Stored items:
* START *

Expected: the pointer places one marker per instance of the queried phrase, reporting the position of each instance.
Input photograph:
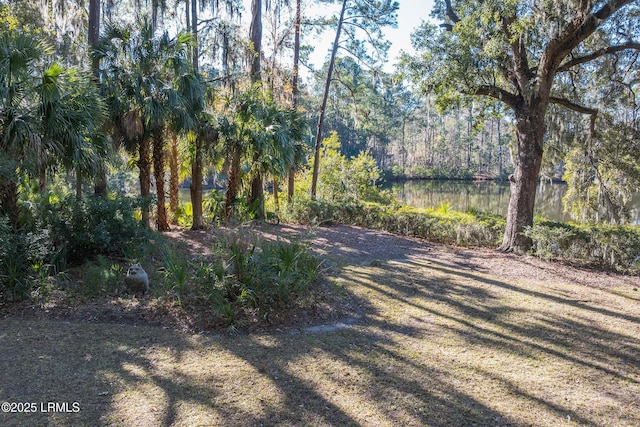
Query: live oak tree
(515, 52)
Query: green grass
(432, 345)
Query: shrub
(240, 278)
(81, 229)
(443, 225)
(612, 246)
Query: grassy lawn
(428, 345)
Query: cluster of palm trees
(144, 95)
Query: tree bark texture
(144, 168)
(9, 201)
(323, 105)
(256, 38)
(195, 188)
(174, 189)
(295, 90)
(158, 171)
(233, 183)
(530, 131)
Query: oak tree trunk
(530, 131)
(195, 188)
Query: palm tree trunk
(174, 189)
(232, 184)
(42, 181)
(256, 191)
(295, 90)
(530, 140)
(9, 201)
(196, 186)
(275, 191)
(158, 171)
(144, 167)
(256, 38)
(78, 184)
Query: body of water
(487, 196)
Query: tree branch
(496, 93)
(573, 106)
(450, 13)
(597, 54)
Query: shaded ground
(428, 335)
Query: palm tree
(46, 118)
(259, 134)
(142, 77)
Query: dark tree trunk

* END *

EXERCISE GOAL: Repeat the lines of the data word for word, starting at the line that contains "Query: grassy lawn" and ending with the last line of the data.

THE COMPLETED TASK:
Query: grassy lawn
(428, 345)
Query: cluster of palm trees
(144, 95)
Query: tree bark texture
(144, 168)
(9, 201)
(323, 105)
(256, 38)
(195, 188)
(174, 189)
(295, 90)
(158, 171)
(233, 183)
(530, 131)
Query: oak tree trunk
(530, 131)
(195, 188)
Query: palm tree trunk
(174, 189)
(232, 184)
(42, 181)
(256, 191)
(295, 90)
(530, 140)
(9, 201)
(196, 186)
(275, 191)
(158, 171)
(144, 167)
(256, 38)
(78, 184)
Query: body of water
(487, 196)
Query: tree branch
(496, 93)
(573, 106)
(450, 13)
(597, 54)
Query: shaded ground
(428, 335)
Query: palm tree
(46, 118)
(259, 134)
(142, 77)
Query: dark tree trunk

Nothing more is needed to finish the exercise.